··· 参考文本

JNIEXPORT jbyteArray JNICALL
Java_com_cloudera_impala_service_FeSupport_NativePrioritizeLoad(
JNIEnv* env, jclass caller_class, jbyteArray thrift_struct) {
TPrioritizeLoadRequest request;
DeserializeThriftMsg(env, thrift_struct, &request);
CatalogOpExecutor catalog_op_executor(ExecEnv::GetInstance(), NULL);
TPrioritizeLoadResponse result;
Status status = catalog_op_executor.PrioritizeLoad(request, &result);
if (!status.ok()) {
LOG(ERROR) << status.GetErrorMsg();
// Create a new Status, copy in this error, then update the result.
Status catalog_service_status(result.status);
catalog_service_status.AddError(status);
status.ToThrift(&result.status);
}
jbyteArray result_bytes = NULL;
THROW_IF_ERROR_RET(SerializeThriftMsg(env, &result, &result_bytes), env,
JniUtil::internal_exc_class(), result_bytes);
return result_bytes;
}
c++代码没看懂,不知道怎么调用到了catalogd的代码,不管了,从日志看执行了这行代码HdfsTable.java:916
public void load(Table cachedEntry, HiveMetaStoreClient client,
org.apache.hadoop.hive.metastore.api.Table msTbl) throws TableLoadingException {
numHdfsFiles_ = 0;
totalHdfsBytes_ = 0;
LOG.debug("load table: " + db_.getName() + "." + name_);
...

······
··· 所给资料

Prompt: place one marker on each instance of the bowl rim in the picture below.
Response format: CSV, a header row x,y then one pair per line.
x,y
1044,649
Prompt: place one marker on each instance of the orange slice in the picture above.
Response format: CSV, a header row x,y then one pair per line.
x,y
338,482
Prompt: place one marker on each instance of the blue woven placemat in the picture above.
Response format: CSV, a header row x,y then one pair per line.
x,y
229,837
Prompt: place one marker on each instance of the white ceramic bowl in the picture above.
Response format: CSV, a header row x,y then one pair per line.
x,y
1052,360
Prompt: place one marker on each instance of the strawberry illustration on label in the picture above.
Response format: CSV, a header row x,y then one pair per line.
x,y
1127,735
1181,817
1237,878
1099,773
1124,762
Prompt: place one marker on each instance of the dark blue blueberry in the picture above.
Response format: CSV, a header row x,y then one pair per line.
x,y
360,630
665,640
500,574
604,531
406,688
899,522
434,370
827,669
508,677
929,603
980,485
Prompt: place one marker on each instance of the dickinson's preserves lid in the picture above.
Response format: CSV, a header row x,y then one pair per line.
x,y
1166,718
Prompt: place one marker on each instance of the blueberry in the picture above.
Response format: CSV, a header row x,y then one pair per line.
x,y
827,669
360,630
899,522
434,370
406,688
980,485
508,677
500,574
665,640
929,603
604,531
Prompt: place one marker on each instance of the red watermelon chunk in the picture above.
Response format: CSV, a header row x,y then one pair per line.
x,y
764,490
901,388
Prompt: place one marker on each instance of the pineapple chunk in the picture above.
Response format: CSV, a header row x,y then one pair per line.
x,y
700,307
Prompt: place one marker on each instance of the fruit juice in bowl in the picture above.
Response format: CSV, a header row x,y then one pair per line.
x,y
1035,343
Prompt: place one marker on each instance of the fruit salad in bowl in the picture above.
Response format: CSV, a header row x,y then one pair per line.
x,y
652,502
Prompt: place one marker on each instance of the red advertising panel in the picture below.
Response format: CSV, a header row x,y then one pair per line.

······

根据参考文本,从日志看执行了哪一行代码? 以上资料与参考文本彼此独立。

* _完整答案_
执行了 HdfsTable.java:916 这一行代码。